WHAT IS EXPECTED => Print the entire listing. Each line must match the original exactly.

[START DATA IN THIS EXERCISE]

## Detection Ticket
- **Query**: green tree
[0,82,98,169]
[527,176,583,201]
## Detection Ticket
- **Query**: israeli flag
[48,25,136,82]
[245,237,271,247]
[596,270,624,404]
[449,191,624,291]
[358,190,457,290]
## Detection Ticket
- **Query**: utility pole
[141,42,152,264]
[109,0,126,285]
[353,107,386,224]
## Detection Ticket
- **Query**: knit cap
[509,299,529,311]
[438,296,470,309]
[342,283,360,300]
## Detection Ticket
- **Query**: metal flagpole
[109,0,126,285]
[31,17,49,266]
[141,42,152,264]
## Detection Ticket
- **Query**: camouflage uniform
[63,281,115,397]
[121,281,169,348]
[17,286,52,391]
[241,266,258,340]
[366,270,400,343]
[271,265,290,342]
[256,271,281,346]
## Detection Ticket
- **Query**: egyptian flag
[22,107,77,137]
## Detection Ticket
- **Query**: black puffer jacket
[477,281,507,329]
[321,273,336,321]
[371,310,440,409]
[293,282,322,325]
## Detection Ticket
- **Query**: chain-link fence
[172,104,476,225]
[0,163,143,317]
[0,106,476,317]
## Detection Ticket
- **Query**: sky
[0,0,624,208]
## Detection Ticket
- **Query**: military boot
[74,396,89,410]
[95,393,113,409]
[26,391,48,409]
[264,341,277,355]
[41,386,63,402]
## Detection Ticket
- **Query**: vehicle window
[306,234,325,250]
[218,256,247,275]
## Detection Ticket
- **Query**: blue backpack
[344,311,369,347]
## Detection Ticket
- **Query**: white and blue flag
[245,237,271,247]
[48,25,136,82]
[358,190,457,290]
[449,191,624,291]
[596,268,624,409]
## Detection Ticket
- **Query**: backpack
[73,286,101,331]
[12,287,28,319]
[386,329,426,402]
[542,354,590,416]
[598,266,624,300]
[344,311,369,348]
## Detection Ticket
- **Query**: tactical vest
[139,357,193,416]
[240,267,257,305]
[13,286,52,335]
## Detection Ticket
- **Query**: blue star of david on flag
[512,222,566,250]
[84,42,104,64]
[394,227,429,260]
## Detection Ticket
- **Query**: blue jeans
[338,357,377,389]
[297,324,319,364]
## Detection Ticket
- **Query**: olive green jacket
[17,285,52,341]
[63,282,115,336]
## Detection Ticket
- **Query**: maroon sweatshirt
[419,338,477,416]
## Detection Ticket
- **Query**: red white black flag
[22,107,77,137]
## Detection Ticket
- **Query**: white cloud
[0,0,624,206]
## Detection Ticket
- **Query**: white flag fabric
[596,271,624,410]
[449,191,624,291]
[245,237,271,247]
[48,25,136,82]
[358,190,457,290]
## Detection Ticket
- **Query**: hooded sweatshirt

[END DATA IN THIS EXERCISE]

OUTPUT FOR THIS EXERCISE =>
## Detection Ticket
- **Query**: green tree
[0,82,98,169]
[527,176,583,201]
## Detection Ticket
- **Query**: israeli flag
[48,25,136,82]
[245,237,271,247]
[596,270,624,404]
[449,191,624,291]
[358,190,457,290]
## Detection Ticket
- **Query**: utility pole
[141,42,152,264]
[109,0,126,285]
[353,107,386,224]
## Detection Ticket
- **Query**: knit cap
[509,299,529,311]
[438,296,470,309]
[342,283,360,300]
## Detection Ticket
- **Query**: metal flagpole
[109,0,126,285]
[31,17,49,266]
[141,42,152,264]
## Detection Ticket
- **Query**: camouflage uniform
[63,281,115,397]
[121,281,169,348]
[17,286,52,391]
[241,266,258,340]
[366,270,400,343]
[271,265,290,342]
[256,271,281,346]
## Detection Ticket
- **Query**: egyptian flag
[22,107,77,137]
## Detection Ticket
- **Query**: black puffer jacket
[477,281,507,329]
[321,273,336,321]
[371,310,440,409]
[293,282,322,325]
## Detection Ticket
- **Query**: chain-link fence
[172,104,476,225]
[0,163,143,317]
[0,106,476,317]
## Detection Ticket
- **Query**: sky
[0,0,624,208]
## Detection Ticket
- **Query**: military boot
[74,396,89,410]
[95,393,113,409]
[26,391,48,409]
[264,341,277,355]
[41,386,63,402]
## Detection Ticket
- **Query**: vehicle window
[306,234,325,250]
[218,256,247,275]
## Detection Ticket
- **Query**: blue backpack
[344,311,369,347]
## Detection Ticket
- **Query**: white and blue flag
[245,237,271,247]
[48,25,136,82]
[358,190,457,290]
[449,191,624,291]
[596,268,624,409]
## Detection Ticket
- **Query**: backpack
[73,286,101,331]
[12,287,28,319]
[386,329,426,402]
[542,354,590,416]
[598,266,624,300]
[344,311,369,348]
## Detection Ticket
- **Query**: tactical vest
[139,357,193,416]
[240,267,257,305]
[13,286,52,335]
## Detection Ticket
- **Query**: blue star of david on flag
[512,222,566,250]
[84,42,104,64]
[394,227,429,260]
## Detection Ticket
- **Query**: blue jeans
[338,357,377,389]
[297,324,319,364]
## Detection Ticket
- **Query**: olive green jacket
[17,285,52,341]
[63,282,115,336]
## Detection Ticket
- **Query**: maroon sweatshirt
[419,338,477,416]
## Detection Ticket
- **Query**: red white black flag
[22,107,77,137]
## Detection Ticket
- **Query**: white cloud
[0,0,624,206]
## Detection Ticket
- **Query**: white flag fabric
[596,271,624,410]
[449,191,624,291]
[245,237,271,247]
[48,25,136,82]
[358,190,457,290]
## Detection Ticket
- **Query**: hooded sweatshirt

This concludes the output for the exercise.